→ Your goal: List every line in the entries below that contains the word "Examine".

→ Dataset extract:
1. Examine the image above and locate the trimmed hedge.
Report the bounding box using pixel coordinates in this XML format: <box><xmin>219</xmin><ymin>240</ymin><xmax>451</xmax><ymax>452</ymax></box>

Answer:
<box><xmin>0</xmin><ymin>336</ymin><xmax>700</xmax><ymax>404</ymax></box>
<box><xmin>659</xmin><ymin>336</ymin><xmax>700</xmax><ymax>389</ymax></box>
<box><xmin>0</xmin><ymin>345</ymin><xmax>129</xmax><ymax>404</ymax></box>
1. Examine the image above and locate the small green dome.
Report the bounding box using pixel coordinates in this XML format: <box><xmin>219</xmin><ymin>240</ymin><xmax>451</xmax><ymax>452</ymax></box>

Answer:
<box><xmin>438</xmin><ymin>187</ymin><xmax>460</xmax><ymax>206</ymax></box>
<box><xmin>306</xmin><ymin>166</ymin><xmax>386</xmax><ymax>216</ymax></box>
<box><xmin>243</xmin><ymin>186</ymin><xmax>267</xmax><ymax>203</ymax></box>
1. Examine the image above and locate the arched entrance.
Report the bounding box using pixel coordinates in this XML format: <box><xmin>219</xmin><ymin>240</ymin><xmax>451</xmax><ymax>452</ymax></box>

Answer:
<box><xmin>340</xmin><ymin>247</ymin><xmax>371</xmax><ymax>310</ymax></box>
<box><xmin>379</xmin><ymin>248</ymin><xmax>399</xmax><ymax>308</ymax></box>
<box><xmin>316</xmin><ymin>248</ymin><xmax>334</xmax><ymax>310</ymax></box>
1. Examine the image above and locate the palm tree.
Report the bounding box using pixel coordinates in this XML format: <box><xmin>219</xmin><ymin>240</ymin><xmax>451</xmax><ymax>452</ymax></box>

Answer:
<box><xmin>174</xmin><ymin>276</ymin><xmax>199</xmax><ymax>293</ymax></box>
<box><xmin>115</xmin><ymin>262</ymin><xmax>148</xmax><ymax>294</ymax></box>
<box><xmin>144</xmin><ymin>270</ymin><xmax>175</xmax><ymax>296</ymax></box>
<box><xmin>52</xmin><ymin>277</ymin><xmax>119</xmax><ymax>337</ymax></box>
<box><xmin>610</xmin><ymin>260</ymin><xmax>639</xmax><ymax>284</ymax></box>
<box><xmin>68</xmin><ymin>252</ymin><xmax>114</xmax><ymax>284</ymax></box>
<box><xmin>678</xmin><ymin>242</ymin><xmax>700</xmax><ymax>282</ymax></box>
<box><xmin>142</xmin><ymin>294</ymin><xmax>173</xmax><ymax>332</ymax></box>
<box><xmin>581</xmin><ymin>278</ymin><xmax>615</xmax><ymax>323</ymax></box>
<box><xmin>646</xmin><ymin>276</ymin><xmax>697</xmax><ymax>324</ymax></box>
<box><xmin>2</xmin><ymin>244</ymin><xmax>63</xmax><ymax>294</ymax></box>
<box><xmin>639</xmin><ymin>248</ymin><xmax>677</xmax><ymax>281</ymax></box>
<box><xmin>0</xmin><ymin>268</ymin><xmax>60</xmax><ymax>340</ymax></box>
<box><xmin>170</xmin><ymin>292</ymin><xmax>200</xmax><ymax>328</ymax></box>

==

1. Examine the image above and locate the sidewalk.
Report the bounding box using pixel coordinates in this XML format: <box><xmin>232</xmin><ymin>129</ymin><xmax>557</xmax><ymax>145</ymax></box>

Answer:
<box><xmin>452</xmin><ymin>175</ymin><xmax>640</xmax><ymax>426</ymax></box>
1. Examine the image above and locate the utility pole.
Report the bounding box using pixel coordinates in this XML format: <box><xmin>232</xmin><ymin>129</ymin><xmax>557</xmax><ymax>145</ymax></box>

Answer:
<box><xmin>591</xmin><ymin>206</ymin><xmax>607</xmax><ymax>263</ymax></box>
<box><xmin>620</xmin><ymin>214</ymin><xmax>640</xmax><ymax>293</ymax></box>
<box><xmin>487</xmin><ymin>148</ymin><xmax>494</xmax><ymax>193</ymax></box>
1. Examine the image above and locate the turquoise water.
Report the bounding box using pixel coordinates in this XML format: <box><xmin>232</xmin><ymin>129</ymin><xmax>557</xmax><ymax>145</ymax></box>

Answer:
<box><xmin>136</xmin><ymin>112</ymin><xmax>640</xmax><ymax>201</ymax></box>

→ Answer to the task:
1. Examine the image above and locate the trimmed hedge.
1. Examine the image above and locate the small green dome.
1. Examine the image above and locate the arched entrance.
1. Examine the image above and locate the palm tree.
1. Examine the image above and locate the sidewalk.
1. Examine the image above and locate the utility pole.
1. Examine the image above and locate the turquoise water.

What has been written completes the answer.